== EXTRAIT CITÉ ==

C’est ici la première étape de l’âpre révolutionnaire à travers les cachots qui contraindront son corps sans réduire sa volonté. De la Force, où il entre le 30 janvier 1831, à Clairvaux, d’où il sortira le 11 juin 1879, il donnera à la liberté de tous quarante ans de sa liberté à lui.

À l’agitation politique et ouvrière de Paris répondaient, en province, des mouvements par lesquels se manifestaient les souffrances les plus aiguës et les besoins les plus immédiats. La révolution de Paris donna le courage de protester violemment à des gens qui, sans elle, eussent continué d’endurer en silence leurs maux accoutumés. Des troubles éclatèrent un peu partout, affirmant les griefs, et aussi les appréhensions de la foule.

===

CONSIGNE
Prolongez l'extrait sur la révolution de Paris et ses échos en province, en reprenant juste après sa dernière phrase.

== MATÉRIEL ==

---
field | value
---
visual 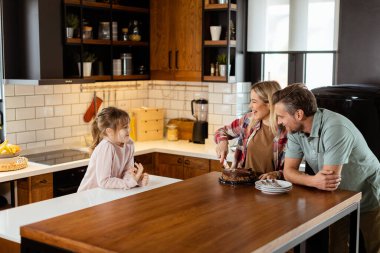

===

RÉPONSE ATTENDUE
À Besançon, les vignerons manifestent bruyamment. En tête de leur manifestation une pancarte avec ces mots : À bas les rats et les accapareurs ! Le bureau des contributions indirectes est saccagé par cinq ou six cents furieux. Dans d’autres pays vignobles, à Bourges notamment, les troubles éclatent aux cris de : Plus de commis, ou il n’y a rien de fait ! C’est la vieille guerre du paysan et du fisc. Le gouvernement ayant été vaincu, le fisc doit disparaître, ou bien, pour le paysan, il n’y aura rien eu de fait, c’est une révolution qui ne comptera pas.

Mais c’est surtout la crainte de la disette, et par conséquent la défiance et la haine dont les négociants en grains sont l’objet, qui émeut et ameute les foules. À Auxerre, le marché est envahi, et les acheteurs, fixant d’autorité le prix au-dessous du cours se répartissent le blé disponible. La foule, de là, se rend chez un marchand réputé accapareur et le force à vendre au cours fixé par elle.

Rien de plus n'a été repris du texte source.